Region labeling items:

** Begin **

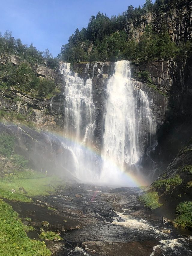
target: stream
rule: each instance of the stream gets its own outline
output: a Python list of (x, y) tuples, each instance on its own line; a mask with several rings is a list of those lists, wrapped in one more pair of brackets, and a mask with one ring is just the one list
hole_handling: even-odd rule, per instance
[[(192, 255), (191, 233), (181, 234), (163, 225), (162, 216), (138, 203), (140, 192), (79, 184), (46, 197), (67, 218), (80, 223), (62, 232), (62, 251), (58, 256)], [(162, 232), (169, 230), (170, 233)]]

** End **

#### Your goal
Extract every line of the listing above verbatim, leaving out the pictures.

#### Task answer
target: stream
rule: each instance of the stream gets its own outline
output: a Python list of (x, y) tuples, each instance on its own line; a mask with several rings is a list of those lists, wrapped in one more pair of brackets, and a mask with one ring is just the one list
hole_handling: even-odd rule, per instance
[[(192, 255), (191, 233), (181, 234), (163, 225), (162, 216), (138, 203), (140, 192), (79, 184), (46, 197), (67, 218), (80, 223), (62, 232), (62, 251), (58, 256)], [(162, 232), (169, 230), (170, 233)]]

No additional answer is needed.